_Description of the task:_ Count the lines of the records below that contain the string "sneaker". Give only the number.
— Start —
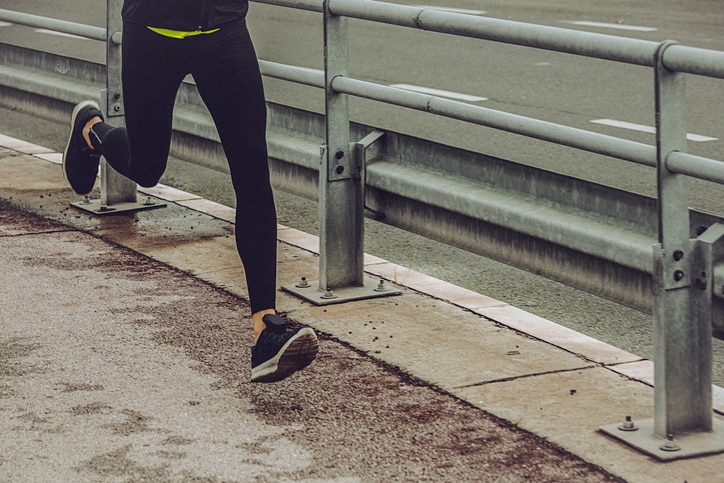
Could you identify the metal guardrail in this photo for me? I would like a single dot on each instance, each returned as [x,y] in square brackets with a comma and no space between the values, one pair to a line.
[682,267]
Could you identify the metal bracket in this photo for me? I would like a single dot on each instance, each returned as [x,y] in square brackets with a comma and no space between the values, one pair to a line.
[96,207]
[641,436]
[310,291]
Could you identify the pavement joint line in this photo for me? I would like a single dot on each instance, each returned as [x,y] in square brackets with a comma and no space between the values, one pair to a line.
[526,376]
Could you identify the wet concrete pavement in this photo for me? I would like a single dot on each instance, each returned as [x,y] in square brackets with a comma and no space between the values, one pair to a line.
[124,356]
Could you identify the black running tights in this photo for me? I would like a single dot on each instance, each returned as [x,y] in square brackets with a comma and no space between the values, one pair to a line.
[226,71]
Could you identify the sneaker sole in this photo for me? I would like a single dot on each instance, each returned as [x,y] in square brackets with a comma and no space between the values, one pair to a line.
[73,118]
[296,354]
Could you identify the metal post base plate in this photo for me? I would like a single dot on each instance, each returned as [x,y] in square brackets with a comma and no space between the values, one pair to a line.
[95,207]
[311,292]
[687,445]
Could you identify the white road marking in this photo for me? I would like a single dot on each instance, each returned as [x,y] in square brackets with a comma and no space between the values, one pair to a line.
[618,26]
[453,10]
[59,34]
[647,129]
[440,93]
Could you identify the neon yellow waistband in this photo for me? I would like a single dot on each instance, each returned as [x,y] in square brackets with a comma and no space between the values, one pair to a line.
[180,34]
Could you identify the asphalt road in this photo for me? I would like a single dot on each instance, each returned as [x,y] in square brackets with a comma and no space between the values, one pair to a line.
[549,86]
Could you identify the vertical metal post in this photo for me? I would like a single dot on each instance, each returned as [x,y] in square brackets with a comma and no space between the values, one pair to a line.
[341,190]
[114,187]
[682,341]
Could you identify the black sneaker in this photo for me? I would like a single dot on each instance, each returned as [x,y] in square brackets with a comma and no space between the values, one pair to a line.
[80,163]
[278,353]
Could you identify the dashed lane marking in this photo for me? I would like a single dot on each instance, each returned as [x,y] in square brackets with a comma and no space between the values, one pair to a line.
[648,129]
[440,93]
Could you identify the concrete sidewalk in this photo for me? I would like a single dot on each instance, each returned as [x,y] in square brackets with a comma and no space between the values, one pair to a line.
[116,367]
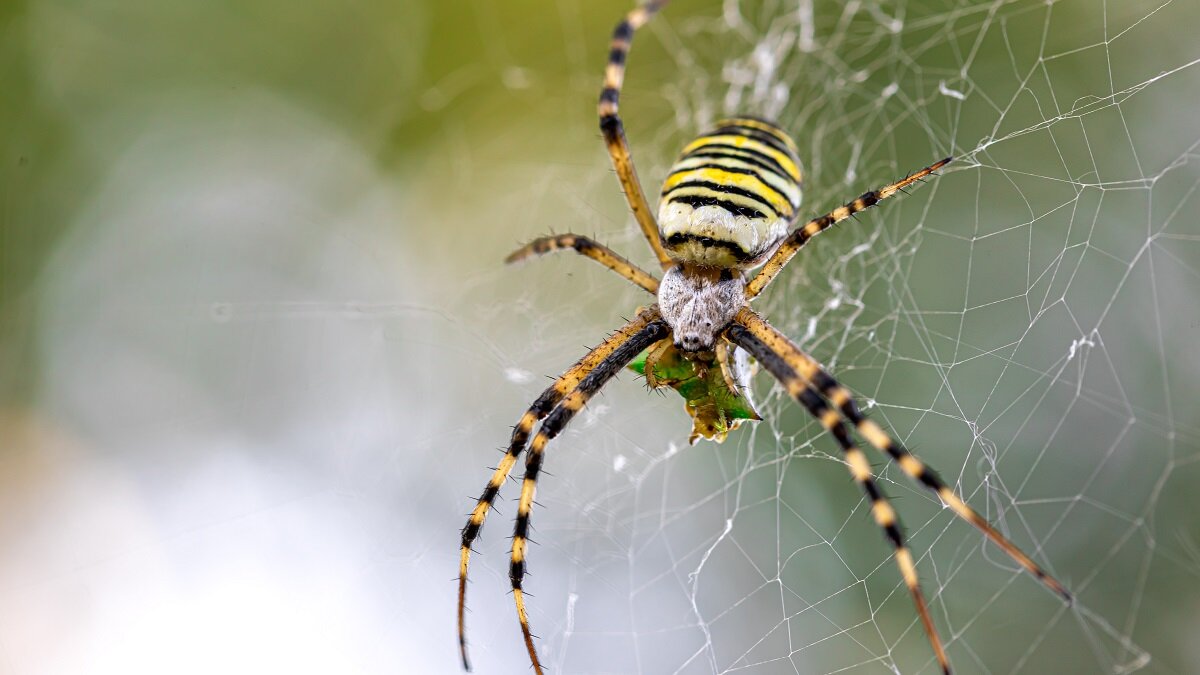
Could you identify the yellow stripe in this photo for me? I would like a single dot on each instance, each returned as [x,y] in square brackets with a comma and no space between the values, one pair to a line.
[904,560]
[750,144]
[736,199]
[781,184]
[745,181]
[765,127]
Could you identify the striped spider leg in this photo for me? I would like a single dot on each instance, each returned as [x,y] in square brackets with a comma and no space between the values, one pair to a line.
[654,330]
[801,236]
[543,406]
[613,130]
[591,249]
[813,387]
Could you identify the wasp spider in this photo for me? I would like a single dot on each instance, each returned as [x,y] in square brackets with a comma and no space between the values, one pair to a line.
[727,207]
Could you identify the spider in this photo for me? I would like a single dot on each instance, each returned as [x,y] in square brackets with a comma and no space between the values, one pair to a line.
[726,208]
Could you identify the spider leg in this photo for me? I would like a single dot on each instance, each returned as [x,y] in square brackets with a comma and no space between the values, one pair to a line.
[618,358]
[780,366]
[521,432]
[796,240]
[615,131]
[723,360]
[811,371]
[588,248]
[652,362]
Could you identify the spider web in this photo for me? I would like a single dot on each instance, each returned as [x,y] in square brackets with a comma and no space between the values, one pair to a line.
[274,347]
[1018,322]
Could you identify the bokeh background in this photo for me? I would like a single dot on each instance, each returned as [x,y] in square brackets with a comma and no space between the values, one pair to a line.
[257,346]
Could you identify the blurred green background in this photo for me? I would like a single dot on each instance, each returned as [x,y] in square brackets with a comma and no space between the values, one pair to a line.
[258,350]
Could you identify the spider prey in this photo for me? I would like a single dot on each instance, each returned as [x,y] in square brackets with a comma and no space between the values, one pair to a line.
[727,208]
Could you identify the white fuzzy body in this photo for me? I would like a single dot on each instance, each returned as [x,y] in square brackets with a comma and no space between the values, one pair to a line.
[699,303]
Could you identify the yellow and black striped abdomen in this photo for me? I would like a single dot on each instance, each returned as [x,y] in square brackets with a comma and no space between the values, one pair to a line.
[731,196]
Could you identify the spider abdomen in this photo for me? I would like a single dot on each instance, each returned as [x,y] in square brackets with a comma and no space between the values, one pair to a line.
[731,196]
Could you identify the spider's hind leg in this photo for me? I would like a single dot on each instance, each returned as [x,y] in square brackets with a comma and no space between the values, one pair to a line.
[541,407]
[591,249]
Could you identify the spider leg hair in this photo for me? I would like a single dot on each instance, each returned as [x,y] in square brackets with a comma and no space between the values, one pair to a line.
[591,249]
[779,365]
[811,372]
[613,130]
[801,236]
[521,432]
[622,353]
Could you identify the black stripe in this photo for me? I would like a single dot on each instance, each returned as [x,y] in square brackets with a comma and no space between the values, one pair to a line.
[623,31]
[771,162]
[772,168]
[697,201]
[611,126]
[755,133]
[743,172]
[724,189]
[738,252]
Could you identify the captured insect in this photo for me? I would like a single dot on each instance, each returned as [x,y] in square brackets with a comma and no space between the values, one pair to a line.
[726,209]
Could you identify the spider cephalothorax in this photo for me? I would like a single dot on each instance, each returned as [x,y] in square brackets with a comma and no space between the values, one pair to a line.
[727,207]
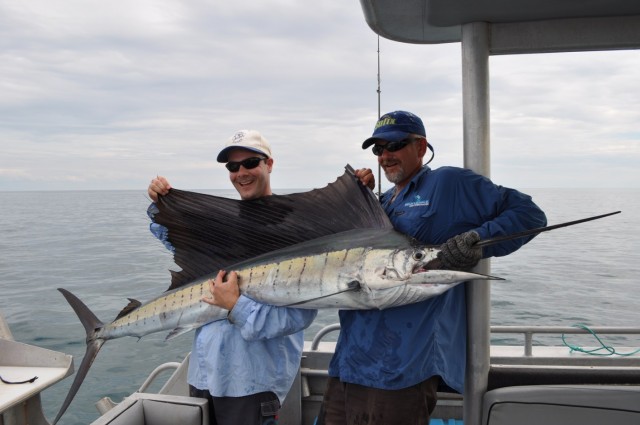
— End —
_Task answer:_ 2